[start of STORED DATA]

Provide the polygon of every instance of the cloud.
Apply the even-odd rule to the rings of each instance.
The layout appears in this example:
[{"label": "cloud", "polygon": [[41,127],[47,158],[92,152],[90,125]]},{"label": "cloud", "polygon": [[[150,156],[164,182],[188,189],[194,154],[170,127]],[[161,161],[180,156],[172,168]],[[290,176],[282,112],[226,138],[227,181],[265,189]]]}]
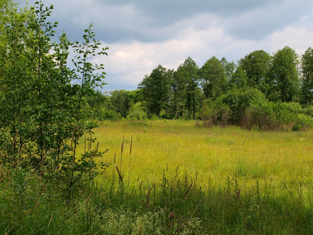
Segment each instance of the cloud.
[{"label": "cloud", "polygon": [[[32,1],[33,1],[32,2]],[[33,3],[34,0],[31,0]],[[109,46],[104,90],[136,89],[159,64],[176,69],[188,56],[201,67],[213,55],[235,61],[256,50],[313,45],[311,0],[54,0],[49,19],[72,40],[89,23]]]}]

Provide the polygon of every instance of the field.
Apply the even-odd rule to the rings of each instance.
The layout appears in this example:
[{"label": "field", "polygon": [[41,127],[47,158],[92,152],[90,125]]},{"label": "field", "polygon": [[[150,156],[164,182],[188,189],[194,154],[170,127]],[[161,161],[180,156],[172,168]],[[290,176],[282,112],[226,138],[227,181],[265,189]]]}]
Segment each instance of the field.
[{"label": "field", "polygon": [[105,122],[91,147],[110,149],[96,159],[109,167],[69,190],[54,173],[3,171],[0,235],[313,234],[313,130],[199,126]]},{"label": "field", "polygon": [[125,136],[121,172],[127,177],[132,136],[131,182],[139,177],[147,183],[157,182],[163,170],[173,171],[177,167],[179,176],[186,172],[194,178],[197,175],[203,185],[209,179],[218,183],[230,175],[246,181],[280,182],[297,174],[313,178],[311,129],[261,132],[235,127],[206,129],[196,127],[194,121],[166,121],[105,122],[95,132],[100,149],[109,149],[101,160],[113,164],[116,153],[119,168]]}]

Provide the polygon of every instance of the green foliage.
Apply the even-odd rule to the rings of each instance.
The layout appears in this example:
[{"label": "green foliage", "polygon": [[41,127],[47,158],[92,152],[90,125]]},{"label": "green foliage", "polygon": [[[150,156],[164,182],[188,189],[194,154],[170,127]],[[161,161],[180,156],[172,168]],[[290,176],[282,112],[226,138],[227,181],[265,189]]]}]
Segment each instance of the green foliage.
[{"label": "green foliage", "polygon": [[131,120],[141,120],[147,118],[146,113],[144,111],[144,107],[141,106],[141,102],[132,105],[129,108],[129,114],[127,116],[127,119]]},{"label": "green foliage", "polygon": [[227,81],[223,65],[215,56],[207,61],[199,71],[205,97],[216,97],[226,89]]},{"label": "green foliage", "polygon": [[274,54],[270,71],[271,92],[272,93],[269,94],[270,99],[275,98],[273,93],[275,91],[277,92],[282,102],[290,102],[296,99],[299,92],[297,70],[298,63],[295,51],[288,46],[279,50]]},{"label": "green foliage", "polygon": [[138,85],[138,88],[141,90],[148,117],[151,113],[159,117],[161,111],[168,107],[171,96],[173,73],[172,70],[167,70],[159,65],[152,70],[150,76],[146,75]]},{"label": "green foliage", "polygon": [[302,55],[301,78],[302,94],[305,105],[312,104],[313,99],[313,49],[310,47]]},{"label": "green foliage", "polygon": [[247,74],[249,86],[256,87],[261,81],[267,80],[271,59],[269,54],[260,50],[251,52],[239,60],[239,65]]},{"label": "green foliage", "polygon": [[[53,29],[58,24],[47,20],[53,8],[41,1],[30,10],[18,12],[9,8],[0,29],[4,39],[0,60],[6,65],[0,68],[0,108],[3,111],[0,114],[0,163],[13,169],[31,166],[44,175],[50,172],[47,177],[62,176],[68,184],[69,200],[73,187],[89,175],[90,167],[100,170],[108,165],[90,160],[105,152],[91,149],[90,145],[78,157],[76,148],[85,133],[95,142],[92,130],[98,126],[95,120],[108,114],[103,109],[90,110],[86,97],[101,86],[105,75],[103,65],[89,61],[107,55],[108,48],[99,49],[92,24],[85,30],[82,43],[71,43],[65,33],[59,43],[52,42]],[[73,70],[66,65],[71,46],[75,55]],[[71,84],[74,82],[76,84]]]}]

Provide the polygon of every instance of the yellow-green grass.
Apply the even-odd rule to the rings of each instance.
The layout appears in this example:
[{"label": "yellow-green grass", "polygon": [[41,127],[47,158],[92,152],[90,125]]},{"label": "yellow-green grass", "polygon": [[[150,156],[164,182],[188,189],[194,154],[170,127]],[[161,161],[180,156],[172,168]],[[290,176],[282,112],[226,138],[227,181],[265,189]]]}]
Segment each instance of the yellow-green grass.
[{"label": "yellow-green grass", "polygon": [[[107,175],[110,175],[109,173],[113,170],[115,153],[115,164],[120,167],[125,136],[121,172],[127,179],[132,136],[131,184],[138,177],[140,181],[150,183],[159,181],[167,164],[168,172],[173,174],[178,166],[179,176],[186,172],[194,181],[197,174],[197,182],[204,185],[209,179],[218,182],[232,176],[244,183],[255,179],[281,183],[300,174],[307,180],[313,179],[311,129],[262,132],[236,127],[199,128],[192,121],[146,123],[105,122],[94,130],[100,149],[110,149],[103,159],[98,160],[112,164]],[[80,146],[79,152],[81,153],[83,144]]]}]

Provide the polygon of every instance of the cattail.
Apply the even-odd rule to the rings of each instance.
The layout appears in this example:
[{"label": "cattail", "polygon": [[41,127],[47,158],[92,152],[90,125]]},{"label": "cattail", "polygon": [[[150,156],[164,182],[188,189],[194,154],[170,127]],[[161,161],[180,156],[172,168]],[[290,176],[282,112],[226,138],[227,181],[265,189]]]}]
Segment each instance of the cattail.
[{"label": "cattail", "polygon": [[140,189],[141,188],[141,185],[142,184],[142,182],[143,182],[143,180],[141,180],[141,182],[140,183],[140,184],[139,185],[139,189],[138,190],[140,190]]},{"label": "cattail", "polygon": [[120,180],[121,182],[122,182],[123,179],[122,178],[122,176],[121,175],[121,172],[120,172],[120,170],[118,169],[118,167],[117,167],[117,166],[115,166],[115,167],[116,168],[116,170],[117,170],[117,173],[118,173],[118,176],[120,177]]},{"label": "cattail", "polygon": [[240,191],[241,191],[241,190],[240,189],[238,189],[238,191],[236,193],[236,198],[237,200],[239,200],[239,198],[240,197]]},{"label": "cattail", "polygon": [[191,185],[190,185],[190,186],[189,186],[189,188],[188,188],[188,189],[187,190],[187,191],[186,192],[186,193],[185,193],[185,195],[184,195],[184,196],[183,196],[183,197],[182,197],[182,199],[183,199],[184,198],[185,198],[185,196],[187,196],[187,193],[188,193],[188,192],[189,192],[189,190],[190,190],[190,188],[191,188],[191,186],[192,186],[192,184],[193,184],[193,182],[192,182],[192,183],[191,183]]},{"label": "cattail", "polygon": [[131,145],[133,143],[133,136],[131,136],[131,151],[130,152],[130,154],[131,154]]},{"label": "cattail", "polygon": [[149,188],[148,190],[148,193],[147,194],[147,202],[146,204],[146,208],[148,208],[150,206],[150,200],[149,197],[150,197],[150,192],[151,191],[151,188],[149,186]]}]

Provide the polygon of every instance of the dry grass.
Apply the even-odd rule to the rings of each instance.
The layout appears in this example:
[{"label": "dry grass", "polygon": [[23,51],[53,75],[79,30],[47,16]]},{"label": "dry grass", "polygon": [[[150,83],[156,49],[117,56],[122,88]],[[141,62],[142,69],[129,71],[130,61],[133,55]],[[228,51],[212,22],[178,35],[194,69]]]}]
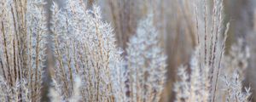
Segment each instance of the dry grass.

[end of STORED DATA]

• **GIVEN INSTRUCTION**
List, unchanged, every line of the records above that contains the word "Segment".

• **IN RESPONSE**
Segment each instance of the cloud.
Segment each instance of the field.
Segment each instance of the green foliage.
Segment each instance of the yellow-green grass.
Segment each instance of the cattail.
Segment each instance of the dry grass.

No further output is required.